Restorative Justice for the Arts (RJFTA) was mobilized to preserve murals and sacred imagery, cultivate decolonial pedagogies of creativity, and protect the cultural identities narrated through community art. This grassroots community project aims to educate communities on how to protect their art using federal, state and local laws, the importance of preserving sacred Indigenous murals and community art as to empower marginalized and displaced communities. By utilizing an arts based facet of reconciliation and reparations (restoration) and restorative justice practices, our mission is to help remediate and heal the historical trauma of native peoples’ misrepresentation or total lack of representation (ghosting) in the artistic, political, and social justice arenas.

Problem to solve: Copy the Restorative Justice for the Arts passage, starting at the words "Restorative Justice for" and ending after "social justice arenas.", and substitute "wall paintings" for "murals". The lines have no connection to the Restorative Justice for the Arts passage.

Input data:
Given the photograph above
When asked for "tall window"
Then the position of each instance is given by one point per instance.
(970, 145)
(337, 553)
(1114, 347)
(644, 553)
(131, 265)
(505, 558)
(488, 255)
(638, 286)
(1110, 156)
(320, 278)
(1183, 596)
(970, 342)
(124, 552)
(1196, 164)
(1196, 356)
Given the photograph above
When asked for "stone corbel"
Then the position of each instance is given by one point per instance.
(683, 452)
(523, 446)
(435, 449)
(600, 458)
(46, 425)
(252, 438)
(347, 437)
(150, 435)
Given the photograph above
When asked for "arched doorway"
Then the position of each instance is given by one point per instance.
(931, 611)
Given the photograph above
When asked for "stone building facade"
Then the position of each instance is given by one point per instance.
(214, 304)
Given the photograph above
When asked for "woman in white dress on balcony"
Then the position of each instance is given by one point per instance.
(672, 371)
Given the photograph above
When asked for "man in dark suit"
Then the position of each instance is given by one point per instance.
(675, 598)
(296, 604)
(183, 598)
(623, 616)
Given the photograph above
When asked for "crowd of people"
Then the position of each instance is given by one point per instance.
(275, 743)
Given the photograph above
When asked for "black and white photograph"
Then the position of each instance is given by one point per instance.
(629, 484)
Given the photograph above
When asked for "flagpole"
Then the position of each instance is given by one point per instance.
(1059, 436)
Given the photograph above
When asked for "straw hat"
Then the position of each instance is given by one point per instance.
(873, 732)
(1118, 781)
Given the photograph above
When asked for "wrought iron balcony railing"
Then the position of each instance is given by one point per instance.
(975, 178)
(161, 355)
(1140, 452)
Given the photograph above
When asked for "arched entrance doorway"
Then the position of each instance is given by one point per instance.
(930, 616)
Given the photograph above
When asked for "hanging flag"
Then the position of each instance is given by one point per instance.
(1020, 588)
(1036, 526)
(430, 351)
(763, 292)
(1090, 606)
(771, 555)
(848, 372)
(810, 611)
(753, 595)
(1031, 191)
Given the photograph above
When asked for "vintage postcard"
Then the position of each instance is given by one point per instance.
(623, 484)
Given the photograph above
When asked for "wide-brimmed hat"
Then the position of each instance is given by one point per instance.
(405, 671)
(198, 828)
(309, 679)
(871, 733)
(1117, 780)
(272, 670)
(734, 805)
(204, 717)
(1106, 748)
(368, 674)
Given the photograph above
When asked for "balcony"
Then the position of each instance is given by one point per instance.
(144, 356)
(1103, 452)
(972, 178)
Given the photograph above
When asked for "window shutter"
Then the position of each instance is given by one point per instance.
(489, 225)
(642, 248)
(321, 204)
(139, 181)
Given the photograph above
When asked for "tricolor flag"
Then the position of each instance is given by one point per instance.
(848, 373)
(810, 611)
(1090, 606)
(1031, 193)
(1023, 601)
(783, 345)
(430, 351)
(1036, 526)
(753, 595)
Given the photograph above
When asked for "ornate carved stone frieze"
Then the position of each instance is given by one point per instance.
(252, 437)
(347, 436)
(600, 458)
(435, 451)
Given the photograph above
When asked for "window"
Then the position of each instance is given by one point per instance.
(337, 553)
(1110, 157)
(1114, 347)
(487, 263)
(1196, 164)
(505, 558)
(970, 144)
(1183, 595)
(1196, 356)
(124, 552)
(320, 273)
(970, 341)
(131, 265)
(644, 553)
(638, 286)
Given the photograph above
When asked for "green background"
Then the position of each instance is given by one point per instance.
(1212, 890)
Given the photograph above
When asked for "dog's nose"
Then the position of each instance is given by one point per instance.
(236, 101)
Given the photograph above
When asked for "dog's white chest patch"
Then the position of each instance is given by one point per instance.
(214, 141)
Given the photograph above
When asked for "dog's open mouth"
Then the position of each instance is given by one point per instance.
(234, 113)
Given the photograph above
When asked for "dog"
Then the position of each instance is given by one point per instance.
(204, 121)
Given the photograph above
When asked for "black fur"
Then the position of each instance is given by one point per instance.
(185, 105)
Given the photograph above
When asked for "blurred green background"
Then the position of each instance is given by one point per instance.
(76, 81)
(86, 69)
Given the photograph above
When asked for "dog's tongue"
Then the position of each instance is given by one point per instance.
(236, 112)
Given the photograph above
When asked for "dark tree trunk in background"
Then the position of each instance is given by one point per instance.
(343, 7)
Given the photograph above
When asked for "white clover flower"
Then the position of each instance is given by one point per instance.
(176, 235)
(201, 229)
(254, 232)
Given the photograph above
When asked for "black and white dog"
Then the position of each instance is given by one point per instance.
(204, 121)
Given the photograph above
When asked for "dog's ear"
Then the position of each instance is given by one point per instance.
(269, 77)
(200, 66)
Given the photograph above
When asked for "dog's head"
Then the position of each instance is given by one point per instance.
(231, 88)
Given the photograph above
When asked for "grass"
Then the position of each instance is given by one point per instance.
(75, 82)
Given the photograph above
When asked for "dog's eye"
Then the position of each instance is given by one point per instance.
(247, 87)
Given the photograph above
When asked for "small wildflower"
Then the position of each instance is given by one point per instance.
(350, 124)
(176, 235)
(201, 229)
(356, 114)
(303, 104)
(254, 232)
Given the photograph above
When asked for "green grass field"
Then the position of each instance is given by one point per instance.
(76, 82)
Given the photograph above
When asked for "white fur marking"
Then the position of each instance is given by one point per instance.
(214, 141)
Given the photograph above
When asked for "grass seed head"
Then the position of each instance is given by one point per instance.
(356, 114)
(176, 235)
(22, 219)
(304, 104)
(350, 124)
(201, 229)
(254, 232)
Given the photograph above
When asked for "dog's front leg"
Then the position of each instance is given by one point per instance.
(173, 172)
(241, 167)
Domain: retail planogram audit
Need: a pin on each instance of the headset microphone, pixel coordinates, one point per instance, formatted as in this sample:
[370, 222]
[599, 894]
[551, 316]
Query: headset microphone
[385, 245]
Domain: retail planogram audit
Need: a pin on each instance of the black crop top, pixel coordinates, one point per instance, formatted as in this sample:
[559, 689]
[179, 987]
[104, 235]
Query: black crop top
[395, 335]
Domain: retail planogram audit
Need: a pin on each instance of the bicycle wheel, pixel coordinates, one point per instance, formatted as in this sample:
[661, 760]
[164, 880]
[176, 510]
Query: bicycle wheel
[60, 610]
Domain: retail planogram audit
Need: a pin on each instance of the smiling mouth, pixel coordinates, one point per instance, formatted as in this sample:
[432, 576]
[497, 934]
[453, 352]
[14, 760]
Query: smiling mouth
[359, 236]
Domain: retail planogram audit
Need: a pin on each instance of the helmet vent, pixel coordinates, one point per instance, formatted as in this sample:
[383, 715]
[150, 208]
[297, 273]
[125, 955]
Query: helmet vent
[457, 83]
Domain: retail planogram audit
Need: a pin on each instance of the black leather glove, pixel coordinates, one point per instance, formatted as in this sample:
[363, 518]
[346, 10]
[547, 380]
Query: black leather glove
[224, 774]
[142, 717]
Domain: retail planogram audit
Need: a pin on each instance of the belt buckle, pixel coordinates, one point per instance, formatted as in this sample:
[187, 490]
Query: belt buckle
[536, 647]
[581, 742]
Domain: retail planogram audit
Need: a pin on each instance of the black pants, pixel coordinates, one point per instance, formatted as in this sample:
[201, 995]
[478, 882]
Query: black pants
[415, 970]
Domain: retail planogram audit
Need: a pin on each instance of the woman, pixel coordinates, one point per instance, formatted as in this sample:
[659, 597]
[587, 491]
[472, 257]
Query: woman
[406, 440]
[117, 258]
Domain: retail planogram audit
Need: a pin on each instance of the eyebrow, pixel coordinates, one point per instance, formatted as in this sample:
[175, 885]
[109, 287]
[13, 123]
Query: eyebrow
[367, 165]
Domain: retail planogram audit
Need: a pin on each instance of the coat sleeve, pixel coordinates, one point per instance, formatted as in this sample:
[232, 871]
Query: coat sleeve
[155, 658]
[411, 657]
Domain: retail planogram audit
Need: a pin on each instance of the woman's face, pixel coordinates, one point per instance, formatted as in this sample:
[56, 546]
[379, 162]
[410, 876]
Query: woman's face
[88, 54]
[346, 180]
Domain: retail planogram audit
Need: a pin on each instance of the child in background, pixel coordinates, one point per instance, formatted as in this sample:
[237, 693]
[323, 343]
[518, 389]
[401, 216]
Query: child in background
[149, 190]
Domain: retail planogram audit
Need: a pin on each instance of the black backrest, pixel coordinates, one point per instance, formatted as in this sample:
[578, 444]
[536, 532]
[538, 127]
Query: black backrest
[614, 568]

Answer area:
Restorative Justice for the Arts (RJFTA) was mobilized to preserve wall paintings and sacred imagery, cultivate decolonial pedagogies of creativity, and protect the cultural identities narrated through community art. This grassroots community project aims to educate communities on how to protect their art using federal, state and local laws, the importance of preserving sacred Indigenous wall paintings and community art as to empower marginalized and displaced communities. By utilizing an arts based facet of reconciliation and reparations (restoration) and restorative justice practices, our mission is to help remediate and heal the historical trauma of native peoples’ misrepresentation or total lack of representation (ghosting) in the artistic, political, and social justice arenas.